- SOURCE DOCUMENT -
====
Another SECURE Act might be in the works in Congress.

Extremely large bipartisan majorities ensured passage of the Setting Every Community Up for Retirement Enhancement (SECURE) Act in 2019 and the SECURE Act 2.0 in 2022.

The two laws made numerous changes to qualified retirement plans, including 401(k)s and IRAs.

The main goals of the laws were to make it easier for more people to participate in tax-favored retirement plans, increase contributions for some people, delay required minimum distributions, and allow penalty-free distributions in more situations.

Not all the changes were favorable for taxpayers. To offset some of the lost tax revenue from the laws, some revenue increases were enacted.

One revenue increase was the end of the Stretch IRA. Previously, beneficiaries who inherited IRAs or 401(k)s were allowed to distribute the accounts gradually over their life expectancies. That allowed them to tax full advantage of the tax deferral of the accounts.

After the SECURE Act, most beneficiaries of inherited retirement accounts must fully distribute the accounts within 10 years.

The retirement plan community still is digesting and processing all the changes in those laws, and the IRS hasn’t finalized all the regulations needed to flesh out the laws.

But a SECURE Act 3.0 already is taking form.

As always, interested parties who work with retirement plans are proposing drafts of additional changes they’d like to see in the retirement system.

Members of Congress also are proposing individual bills that would change some retirement plan rules, such as a recent proposal to require pension plans to allow participation by qualified workers as young as 18.

That is how the previous SECURE Acts started. Individual elected officials submitted retirement-related proposals, and the leadership packaged many of them into large laws. Congress seems intent on following this pattern again, though the leaders behind the first two iterations no longer are in Congress.

A big difference is that in 2025 Congress will be occupied largely with deciding how much of the 2017 Tax Cuts and Jobs Act to extend before the provisions expire at the end of 2025.

Congress also has to decide how much additional debt to accept and which additional taxes to impose to offset the tax cuts.

While some taxpayers will be affected by any tax benefits included in a SECURE Act 3.0, more taxpayers are likely to be subject to offsetting tax increases and benefit reductions.

Congress will have to pay for at least some of the revenue cost of extending the 2017 tax law provisions and enacting a SECURE Act 3.0. The benefits could be partially paid for by increasing or accelerating taxes on some retirees and retirement benefits.

One likelihood is an increase in some of the Stealth Taxes or the creation of new Stealth Taxes. Current Stealth Taxes include the taxation of Social Security benefits, the Medicare premium surtax, and the 3.8% net investment income tax.

Another widely-discussed idea is the “Rothification” of retirement plans. In general, this means ending the upfront tax benefits for contributing to IRAs and 401(k)s and forcing all future retirement contributions into Roth-type plans.

Some version of Rothification appeared likely to be enacted in 2017 until President Trump said it was “dead in its tracks.” It’s unknown if President Trump will change his mind on this, as he has on some other issues.

Other past proposals that might be resurrected are to force earlier distributions from large retirement accounts, tax large retirement accounts, and restrict the investment options of some IRAs.

Most people will be focused on the widely-discussed issues, such as extension of the 2017 tax cuts. But those in or near retirement should pay close attention to the details of any SECURE Act 3.0.
====
- PROVIDED MATERIAL -
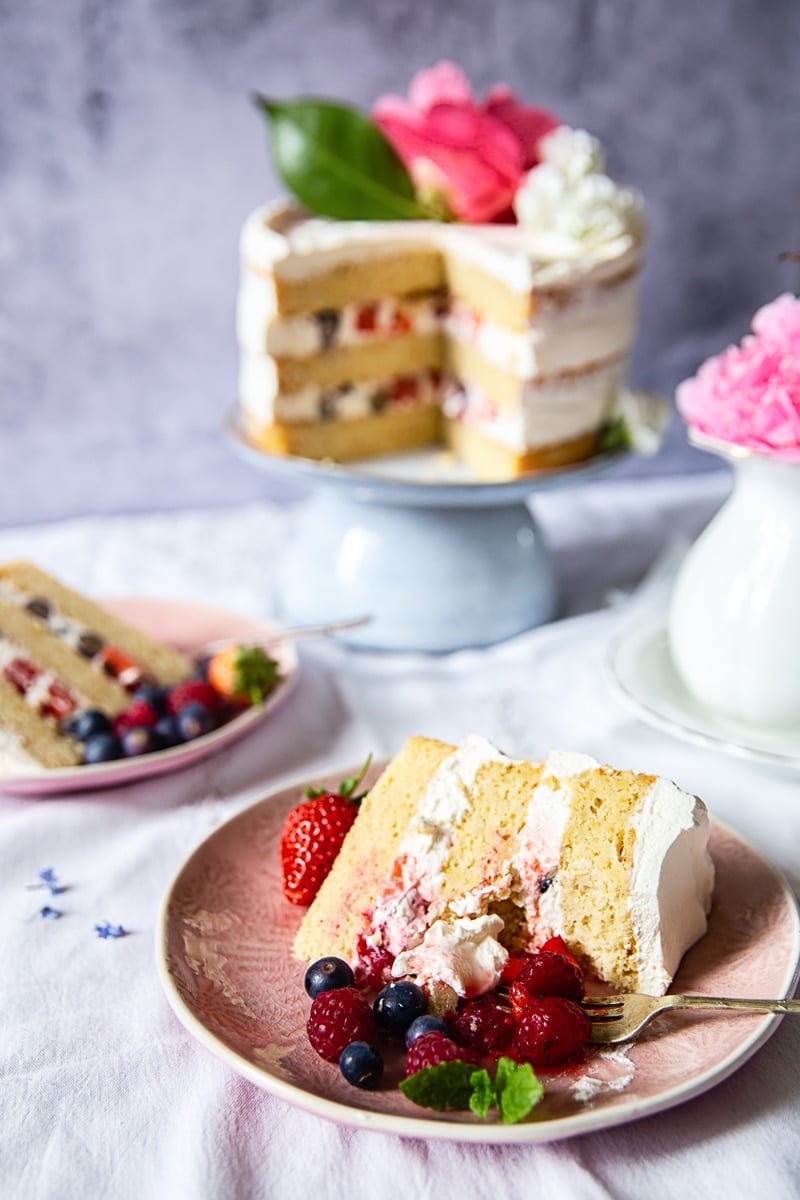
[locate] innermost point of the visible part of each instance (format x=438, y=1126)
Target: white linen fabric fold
====
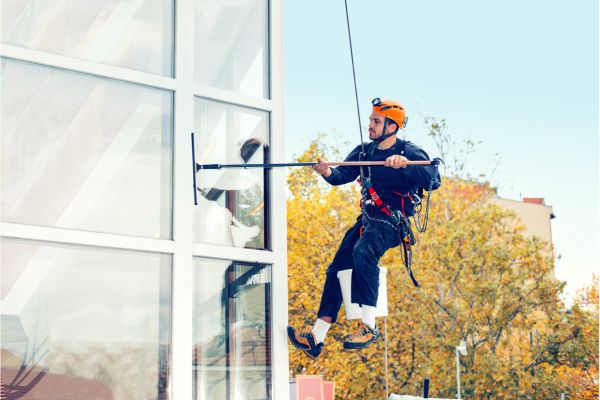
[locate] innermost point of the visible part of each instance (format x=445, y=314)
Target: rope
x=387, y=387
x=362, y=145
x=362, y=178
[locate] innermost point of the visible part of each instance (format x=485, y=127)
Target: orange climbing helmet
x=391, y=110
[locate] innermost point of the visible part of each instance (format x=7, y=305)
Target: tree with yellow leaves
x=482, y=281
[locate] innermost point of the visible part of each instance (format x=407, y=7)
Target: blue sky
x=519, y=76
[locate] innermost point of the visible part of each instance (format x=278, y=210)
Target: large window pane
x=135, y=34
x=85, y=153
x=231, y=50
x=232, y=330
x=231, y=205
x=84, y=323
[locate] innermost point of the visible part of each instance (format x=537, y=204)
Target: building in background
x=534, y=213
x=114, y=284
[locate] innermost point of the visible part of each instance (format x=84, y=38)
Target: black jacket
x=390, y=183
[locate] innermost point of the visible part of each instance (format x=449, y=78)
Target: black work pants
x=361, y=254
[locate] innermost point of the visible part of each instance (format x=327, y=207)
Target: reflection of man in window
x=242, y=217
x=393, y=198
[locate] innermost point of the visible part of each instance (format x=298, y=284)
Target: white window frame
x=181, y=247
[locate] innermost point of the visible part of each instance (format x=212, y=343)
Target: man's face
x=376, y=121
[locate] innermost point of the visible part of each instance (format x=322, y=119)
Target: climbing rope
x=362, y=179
====
- WORK TASK 1 -
Echo a passage from the SECURE Act article word for word, beginning at the words "After the SECURE" and stopping after the words "is taking form.".
- WORK TASK 2 -
List the current Stealth Taxes named in the SECURE Act article.
The data comes from a separate source unrelated to the text.

- EXERCISE ANSWER 1 -
After the SECURE Act, most beneficiaries of inherited retirement accounts must fully distribute the accounts within 10 years.

The retirement plan community still is digesting and processing all the changes in those laws, and the IRS hasn’t finalized all the regulations needed to flesh out the laws.

But a SECURE Act 3.0 already is taking form.

- EXERCISE ANSWER 2 -
- The taxation of Social Security benefits
- The Medicare premium surtax
- The 3.8% net investment income tax